Entries:
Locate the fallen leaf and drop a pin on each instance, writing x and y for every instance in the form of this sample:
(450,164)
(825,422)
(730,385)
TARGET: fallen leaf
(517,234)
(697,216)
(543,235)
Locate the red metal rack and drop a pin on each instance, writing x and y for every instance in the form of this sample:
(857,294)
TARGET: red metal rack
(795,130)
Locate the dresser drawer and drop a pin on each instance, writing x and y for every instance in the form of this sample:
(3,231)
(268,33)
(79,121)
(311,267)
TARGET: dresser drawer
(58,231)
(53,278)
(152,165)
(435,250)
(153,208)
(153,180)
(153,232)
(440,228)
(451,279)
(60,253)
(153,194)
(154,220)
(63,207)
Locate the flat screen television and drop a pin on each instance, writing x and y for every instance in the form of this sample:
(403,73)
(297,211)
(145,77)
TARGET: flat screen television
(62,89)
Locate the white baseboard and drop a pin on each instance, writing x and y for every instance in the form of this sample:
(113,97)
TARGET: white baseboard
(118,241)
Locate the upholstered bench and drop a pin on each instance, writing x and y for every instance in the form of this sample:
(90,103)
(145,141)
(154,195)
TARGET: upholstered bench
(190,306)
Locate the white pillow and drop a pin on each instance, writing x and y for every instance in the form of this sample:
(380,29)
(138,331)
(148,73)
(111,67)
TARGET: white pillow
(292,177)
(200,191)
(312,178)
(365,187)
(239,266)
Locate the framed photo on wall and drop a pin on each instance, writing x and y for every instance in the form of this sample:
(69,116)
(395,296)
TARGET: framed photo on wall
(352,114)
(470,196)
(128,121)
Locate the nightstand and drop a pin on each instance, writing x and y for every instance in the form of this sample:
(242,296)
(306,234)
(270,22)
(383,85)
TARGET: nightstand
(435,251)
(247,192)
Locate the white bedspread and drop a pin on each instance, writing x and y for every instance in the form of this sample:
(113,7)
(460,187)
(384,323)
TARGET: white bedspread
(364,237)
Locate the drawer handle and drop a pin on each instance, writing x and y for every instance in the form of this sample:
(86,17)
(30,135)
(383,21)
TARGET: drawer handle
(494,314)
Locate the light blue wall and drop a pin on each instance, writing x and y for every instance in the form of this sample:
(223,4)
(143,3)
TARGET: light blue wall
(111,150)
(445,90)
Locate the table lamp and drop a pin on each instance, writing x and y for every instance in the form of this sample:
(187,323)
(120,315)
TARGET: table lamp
---
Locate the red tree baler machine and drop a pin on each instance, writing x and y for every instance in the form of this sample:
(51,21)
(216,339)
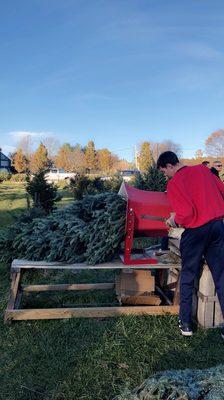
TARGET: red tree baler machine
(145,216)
---
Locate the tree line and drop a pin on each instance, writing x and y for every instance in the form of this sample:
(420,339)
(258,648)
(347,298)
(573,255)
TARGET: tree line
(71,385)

Exercise details: Repeat word for word every line, starting with the line that contains "Locate the white bedspread" and going on through the line that contains "TARGET: table lamp", including both of those lines.

Correct result:
Locate the white bedspread and drop a pin on each instance, writing x and y for every instance in the form of this sample:
(113,7)
(460,187)
(384,323)
TARGET: white bedspread
(364,237)
Locate the drawer handle and drop a pin on each instance, writing x and y for every instance in the form of this sample:
(86,17)
(30,135)
(383,21)
TARGET: drawer handle
(494,314)
Locate the light blue wall and drop a pin on each instance, writing x and y for every instance in the form of this sample:
(223,4)
(143,3)
TARGET: light blue wall
(111,150)
(445,90)
Locate the table lamp and drop a pin on each instance, writing x and y for every instance in the form of this sample:
(187,323)
(120,315)
TARGET: table lamp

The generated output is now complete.